[[ Information shown open ]]
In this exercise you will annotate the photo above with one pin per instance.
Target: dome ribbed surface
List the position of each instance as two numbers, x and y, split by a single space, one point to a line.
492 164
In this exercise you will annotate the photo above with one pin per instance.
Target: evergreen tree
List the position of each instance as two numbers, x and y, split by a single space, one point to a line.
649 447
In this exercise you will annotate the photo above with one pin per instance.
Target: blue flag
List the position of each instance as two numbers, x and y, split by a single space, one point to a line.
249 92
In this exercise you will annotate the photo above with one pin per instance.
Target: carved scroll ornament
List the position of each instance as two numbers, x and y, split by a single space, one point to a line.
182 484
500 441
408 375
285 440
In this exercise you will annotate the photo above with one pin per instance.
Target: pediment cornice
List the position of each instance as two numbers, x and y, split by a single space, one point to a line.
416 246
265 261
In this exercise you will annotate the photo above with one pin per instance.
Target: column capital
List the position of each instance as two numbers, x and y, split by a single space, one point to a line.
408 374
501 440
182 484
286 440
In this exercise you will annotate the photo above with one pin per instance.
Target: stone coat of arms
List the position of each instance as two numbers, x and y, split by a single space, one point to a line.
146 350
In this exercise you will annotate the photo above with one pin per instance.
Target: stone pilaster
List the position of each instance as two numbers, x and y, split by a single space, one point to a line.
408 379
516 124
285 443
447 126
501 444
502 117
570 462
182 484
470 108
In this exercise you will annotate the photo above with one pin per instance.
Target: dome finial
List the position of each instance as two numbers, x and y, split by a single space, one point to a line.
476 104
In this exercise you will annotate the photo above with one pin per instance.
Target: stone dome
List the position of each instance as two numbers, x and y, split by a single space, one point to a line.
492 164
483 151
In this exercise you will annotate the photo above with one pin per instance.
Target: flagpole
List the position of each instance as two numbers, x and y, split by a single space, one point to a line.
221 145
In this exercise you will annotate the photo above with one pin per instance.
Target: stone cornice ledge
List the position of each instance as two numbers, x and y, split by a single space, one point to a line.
[[ Information shown closed ]]
### [Task]
Given the listing above, print all of it word for word.

### [Expected answer]
In this exercise you will annotate the photo above with one pin per instance.
Target: dome ribbed surface
List the position of each instance as two numbers, x and y, split by a single space, one point to a line.
492 164
In this exercise you will annotate the photo above with one pin per instance.
Target: evergreen tree
List the position of each instance as two numbers, x and y, split by a single space, one point to a line.
649 447
In this exercise you will annotate the photo above with one pin per instance.
Target: blue flag
List the position of each instance as two numbers, x and y, split by a single space, one point to a line.
249 92
In this exercise you will annotate the photo above with one pin per instance.
Target: carved scroll ornament
List the position of each instance as two numbers, x and y, split by a single space, one point to a line.
182 484
500 441
408 375
285 440
In this exercise you will annotate the photo above with one pin per instance.
Target: pediment cornice
List the position of each instance as two numbers, x and y, split by a single space, one point to a line.
416 246
265 261
In this exercise you will annotate the photo above with one pin per instance.
Target: column capital
List the position of each instance as two numbers, x and y, split by a single space, one point to a line.
408 374
501 440
182 484
286 440
In this exercise you will annotate the photo above with one pin per instance.
Target: stone coat of arms
List the position of each instance as two numbers, x and y, split by a single space, one point to a line.
146 350
In this exercise you will annotate the photo above with one pin per instance.
Target: stone pilaster
List the position of each instance as two numbers, x and y, split by a single space, one point to a line.
408 379
516 124
285 443
447 126
501 444
502 117
570 462
182 484
470 108
In this exercise you will annotate the photo above with one pin per instance.
Target: dome finial
List the position of each instance as two numbers, x and y, split by a single space, one point to a line.
476 104
In this exercise you will annotate the photo above with one pin per instance.
Target: stone dome
List the position of each instance as two numbers, x and y, split by a single space, one point to a line.
492 164
483 151
In this exercise you will annotate the photo above with one pin per instance.
Target: flagpole
List the position of each instance as two numbers, x and y, split by a single space, one point to a line.
221 145
In this exercise you will annotate the photo above with one pin per instance.
Target: stone cornice ledge
List the position of each instance as two numbers, x and y, split by a single space, one point to a line.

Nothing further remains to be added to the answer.